**Source extract**
....

Authors: Daniela Cassol (), Le Zhang (), Thomas Girke ().

Institution: Institute for Integrative Genome Biology, University of California, Riverside, California, USA.

Project structure

systemPipeR expects a project directory structure that consists of a directory where users may store all the raw data (e.g. data/) , the results directory that will be reserved for all the outfiles files (e.g. results/) , and the parameters directory (e.g. param/).

This structure allows reproducibility and collaboration across the data science team, since internally relative paths are used. Users could transfer the project to a different location and still be able to run the entire workflow. Also, it increases efficiency and data management once the raw data is kept in a separate folder and avoids duplication.

Directory Structure

systemPipeRdata, helper package, provides pre-configured workflows, reporting templates, and sample data loaded as demonstrated below. With a single command, the package allows creating the workflow environment containing the structure described here (see Figure 1).

....

Source data
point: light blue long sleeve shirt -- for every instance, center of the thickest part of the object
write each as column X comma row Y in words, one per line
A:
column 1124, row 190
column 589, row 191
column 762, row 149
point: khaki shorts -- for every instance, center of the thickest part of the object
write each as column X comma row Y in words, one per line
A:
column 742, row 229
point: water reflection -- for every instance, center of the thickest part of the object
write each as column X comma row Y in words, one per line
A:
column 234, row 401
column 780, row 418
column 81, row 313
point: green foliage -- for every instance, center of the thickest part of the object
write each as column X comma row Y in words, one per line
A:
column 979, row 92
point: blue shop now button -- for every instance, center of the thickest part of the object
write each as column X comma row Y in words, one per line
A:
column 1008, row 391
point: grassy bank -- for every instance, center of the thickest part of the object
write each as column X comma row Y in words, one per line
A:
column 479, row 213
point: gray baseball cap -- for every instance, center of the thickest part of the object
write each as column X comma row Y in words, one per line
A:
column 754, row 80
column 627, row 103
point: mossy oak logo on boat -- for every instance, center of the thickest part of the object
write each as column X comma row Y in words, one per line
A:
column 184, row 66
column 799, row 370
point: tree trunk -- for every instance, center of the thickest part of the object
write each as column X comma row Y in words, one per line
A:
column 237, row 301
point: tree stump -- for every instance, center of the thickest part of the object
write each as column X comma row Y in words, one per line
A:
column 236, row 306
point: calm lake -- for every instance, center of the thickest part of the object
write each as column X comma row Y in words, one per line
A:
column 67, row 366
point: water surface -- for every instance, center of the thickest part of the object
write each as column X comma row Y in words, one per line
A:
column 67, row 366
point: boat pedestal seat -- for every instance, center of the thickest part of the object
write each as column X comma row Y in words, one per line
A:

....

**Task brief**
Write the next part of the systemPipeR project-structure text, starting after its final sentence.

**Your response**
Directory names are indicated in green. Users can change this structure as needed, but need to adjust the code in their workflows accordingly.

  • workflow/ (e.g. myproject/)
  • This is the root directory of the R session running the workflow.
  • Run script ( *.Rmd) and sample annotation (targets.txt) files are located here.
  • Note, this directory can have any name (e.g. myproject). Changing its name does not require any modifications in the run script(s).
  • Important subdirectories:
    • param/
    • param/cwl/: This subdirectory stores all the parameter and configuration files. To organize workflows, each can have its own subdirectory, where all *.cwl and *input.yml files need to be in the same subdirectory.
  • data/
    • Raw data (e.g. FASTQ files)
  • FASTA file of reference (e.g. reference genome)
  • Annotation files
  • Metadata
  • etc.
  • results/
    • Analysis results are usually written to this directory, including: alignment, variant and peak files (BAM, VCF, BED); tabular result files; and image/plot files
  • Note, the user has the option to organize results files for a given sample and analysis step in a separate subdirectory.
Figure 1. *systemPipeR's* preconfigured directory structure.

Figure 1. systemPipeR’s preconfigured directory structure.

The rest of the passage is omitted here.